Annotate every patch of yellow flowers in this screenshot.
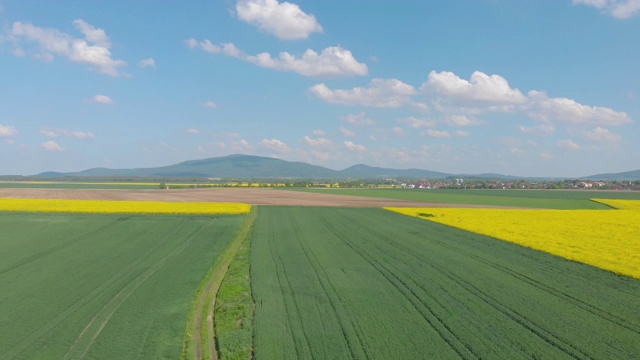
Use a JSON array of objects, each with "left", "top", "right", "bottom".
[
  {"left": 0, "top": 199, "right": 251, "bottom": 215},
  {"left": 386, "top": 200, "right": 640, "bottom": 279}
]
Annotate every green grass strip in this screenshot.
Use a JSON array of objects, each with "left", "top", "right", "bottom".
[
  {"left": 214, "top": 211, "right": 254, "bottom": 360},
  {"left": 182, "top": 208, "right": 257, "bottom": 360}
]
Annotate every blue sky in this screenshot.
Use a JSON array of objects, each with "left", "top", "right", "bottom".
[{"left": 0, "top": 0, "right": 640, "bottom": 177}]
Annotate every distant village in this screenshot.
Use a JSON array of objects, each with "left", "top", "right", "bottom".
[{"left": 302, "top": 178, "right": 640, "bottom": 190}]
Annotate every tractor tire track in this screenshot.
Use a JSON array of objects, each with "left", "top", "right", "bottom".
[
  {"left": 320, "top": 217, "right": 480, "bottom": 359},
  {"left": 292, "top": 208, "right": 371, "bottom": 359}
]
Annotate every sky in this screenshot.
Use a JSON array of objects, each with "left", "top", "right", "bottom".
[{"left": 0, "top": 0, "right": 640, "bottom": 178}]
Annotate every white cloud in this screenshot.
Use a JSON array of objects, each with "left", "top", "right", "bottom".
[
  {"left": 443, "top": 115, "right": 480, "bottom": 127},
  {"left": 40, "top": 140, "right": 64, "bottom": 151},
  {"left": 518, "top": 124, "right": 556, "bottom": 136},
  {"left": 260, "top": 139, "right": 291, "bottom": 153},
  {"left": 398, "top": 116, "right": 436, "bottom": 129},
  {"left": 583, "top": 126, "right": 622, "bottom": 144},
  {"left": 40, "top": 128, "right": 95, "bottom": 140},
  {"left": 244, "top": 46, "right": 369, "bottom": 76},
  {"left": 304, "top": 136, "right": 332, "bottom": 147},
  {"left": 425, "top": 129, "right": 451, "bottom": 139},
  {"left": 91, "top": 94, "right": 113, "bottom": 105},
  {"left": 11, "top": 19, "right": 126, "bottom": 77},
  {"left": 185, "top": 39, "right": 369, "bottom": 76},
  {"left": 344, "top": 141, "right": 367, "bottom": 152},
  {"left": 526, "top": 90, "right": 632, "bottom": 125},
  {"left": 236, "top": 0, "right": 322, "bottom": 40},
  {"left": 0, "top": 124, "right": 18, "bottom": 137},
  {"left": 0, "top": 124, "right": 18, "bottom": 137},
  {"left": 311, "top": 150, "right": 331, "bottom": 161},
  {"left": 420, "top": 71, "right": 527, "bottom": 104},
  {"left": 573, "top": 0, "right": 640, "bottom": 19},
  {"left": 231, "top": 139, "right": 253, "bottom": 153},
  {"left": 558, "top": 140, "right": 580, "bottom": 150},
  {"left": 73, "top": 19, "right": 111, "bottom": 48},
  {"left": 138, "top": 58, "right": 156, "bottom": 69},
  {"left": 340, "top": 112, "right": 374, "bottom": 126},
  {"left": 309, "top": 79, "right": 416, "bottom": 108},
  {"left": 340, "top": 126, "right": 356, "bottom": 137},
  {"left": 12, "top": 48, "right": 27, "bottom": 57}
]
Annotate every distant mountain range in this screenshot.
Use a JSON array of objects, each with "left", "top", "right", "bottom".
[{"left": 36, "top": 155, "right": 640, "bottom": 180}]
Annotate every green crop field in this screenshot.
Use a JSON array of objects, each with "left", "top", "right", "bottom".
[
  {"left": 251, "top": 207, "right": 640, "bottom": 359},
  {"left": 0, "top": 182, "right": 160, "bottom": 190},
  {"left": 0, "top": 213, "right": 244, "bottom": 359},
  {"left": 295, "top": 188, "right": 640, "bottom": 209}
]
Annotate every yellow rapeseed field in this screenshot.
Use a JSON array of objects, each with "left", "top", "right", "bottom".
[
  {"left": 0, "top": 199, "right": 251, "bottom": 214},
  {"left": 386, "top": 205, "right": 640, "bottom": 279}
]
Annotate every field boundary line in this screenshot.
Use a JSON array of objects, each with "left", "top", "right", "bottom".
[{"left": 182, "top": 207, "right": 258, "bottom": 360}]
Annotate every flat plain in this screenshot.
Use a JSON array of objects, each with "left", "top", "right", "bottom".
[
  {"left": 0, "top": 213, "right": 243, "bottom": 359},
  {"left": 251, "top": 207, "right": 640, "bottom": 359},
  {"left": 0, "top": 188, "right": 640, "bottom": 359}
]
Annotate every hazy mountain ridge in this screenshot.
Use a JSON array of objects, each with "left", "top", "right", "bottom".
[{"left": 36, "top": 154, "right": 640, "bottom": 180}]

**Exercise**. Copy all of the data above word for word, leaving out the pictures.

**Expected answer**.
Annotate every patch of yellow flowers in this screenshot.
Use a JSON array of objects, each with "left", "top", "right", "bottom".
[
  {"left": 0, "top": 199, "right": 251, "bottom": 215},
  {"left": 386, "top": 200, "right": 640, "bottom": 279}
]
Annotate every green grass strip in this screenshot.
Use a JSON array of objects, each with "left", "top", "right", "bottom".
[
  {"left": 214, "top": 211, "right": 254, "bottom": 360},
  {"left": 182, "top": 208, "right": 257, "bottom": 360}
]
Annotate every blue sky in this screenshot.
Use a JSON array of objects, each with "left", "top", "right", "bottom".
[{"left": 0, "top": 0, "right": 640, "bottom": 177}]
Annotate every distant village in this screenshot.
Use a JSON array of objects, each with "left", "top", "right", "bottom".
[{"left": 302, "top": 178, "right": 640, "bottom": 190}]
Annotate every tractor tire track in this screenshot.
Use a JSON array of objects, each with "left", "top", "right", "bottom".
[
  {"left": 320, "top": 217, "right": 480, "bottom": 359},
  {"left": 292, "top": 208, "right": 371, "bottom": 359}
]
Annotate every sky in this screenshot.
Use a JSON array of objects, each with "left", "top", "right", "bottom".
[{"left": 0, "top": 0, "right": 640, "bottom": 178}]
Annotate every white cloud in this screenshot.
Use a JSON array of objects, each with "left", "top", "right", "bottom".
[
  {"left": 443, "top": 115, "right": 480, "bottom": 127},
  {"left": 40, "top": 140, "right": 64, "bottom": 151},
  {"left": 518, "top": 124, "right": 556, "bottom": 136},
  {"left": 260, "top": 139, "right": 291, "bottom": 153},
  {"left": 398, "top": 116, "right": 436, "bottom": 129},
  {"left": 583, "top": 126, "right": 622, "bottom": 144},
  {"left": 40, "top": 128, "right": 95, "bottom": 140},
  {"left": 244, "top": 46, "right": 369, "bottom": 76},
  {"left": 304, "top": 136, "right": 332, "bottom": 147},
  {"left": 425, "top": 129, "right": 451, "bottom": 139},
  {"left": 91, "top": 94, "right": 113, "bottom": 105},
  {"left": 11, "top": 19, "right": 126, "bottom": 77},
  {"left": 185, "top": 39, "right": 369, "bottom": 76},
  {"left": 344, "top": 141, "right": 367, "bottom": 152},
  {"left": 526, "top": 90, "right": 632, "bottom": 125},
  {"left": 236, "top": 0, "right": 322, "bottom": 40},
  {"left": 0, "top": 124, "right": 18, "bottom": 137},
  {"left": 0, "top": 124, "right": 18, "bottom": 137},
  {"left": 311, "top": 150, "right": 331, "bottom": 161},
  {"left": 420, "top": 71, "right": 527, "bottom": 104},
  {"left": 573, "top": 0, "right": 640, "bottom": 19},
  {"left": 231, "top": 139, "right": 253, "bottom": 153},
  {"left": 558, "top": 140, "right": 580, "bottom": 150},
  {"left": 73, "top": 19, "right": 111, "bottom": 48},
  {"left": 138, "top": 58, "right": 156, "bottom": 69},
  {"left": 340, "top": 112, "right": 374, "bottom": 126},
  {"left": 309, "top": 79, "right": 416, "bottom": 108},
  {"left": 340, "top": 126, "right": 356, "bottom": 137},
  {"left": 12, "top": 48, "right": 27, "bottom": 57}
]
Annotate every distant mountain range in this screenshot.
Use a JSON array of objects, each with "left", "top", "right", "bottom".
[{"left": 36, "top": 155, "right": 640, "bottom": 180}]
Annotate every green crop field in this screenshot.
Use a JSON array of objects, each with "left", "top", "right", "bottom".
[
  {"left": 251, "top": 207, "right": 640, "bottom": 359},
  {"left": 0, "top": 182, "right": 160, "bottom": 190},
  {"left": 0, "top": 213, "right": 244, "bottom": 359},
  {"left": 295, "top": 188, "right": 640, "bottom": 209}
]
Annotate every yellow rapeseed field in this screenshot.
Use a JSON array of objects, each with "left", "top", "right", "bottom".
[
  {"left": 0, "top": 199, "right": 251, "bottom": 214},
  {"left": 386, "top": 205, "right": 640, "bottom": 279}
]
Annotate every field boundary line in this screenshot.
Use a JSON array of objects, each with "left", "top", "right", "bottom".
[{"left": 182, "top": 207, "right": 258, "bottom": 360}]
Annotate every flat plain in this screenshot.
Use a JSON array of objects, each with "left", "top", "right", "bottom".
[
  {"left": 0, "top": 213, "right": 243, "bottom": 359},
  {"left": 251, "top": 207, "right": 640, "bottom": 359},
  {"left": 0, "top": 188, "right": 640, "bottom": 359}
]
Annotate every hazy mountain ridge in this screenshot.
Use a JSON array of objects, each with "left", "top", "right", "bottom".
[{"left": 36, "top": 154, "right": 640, "bottom": 180}]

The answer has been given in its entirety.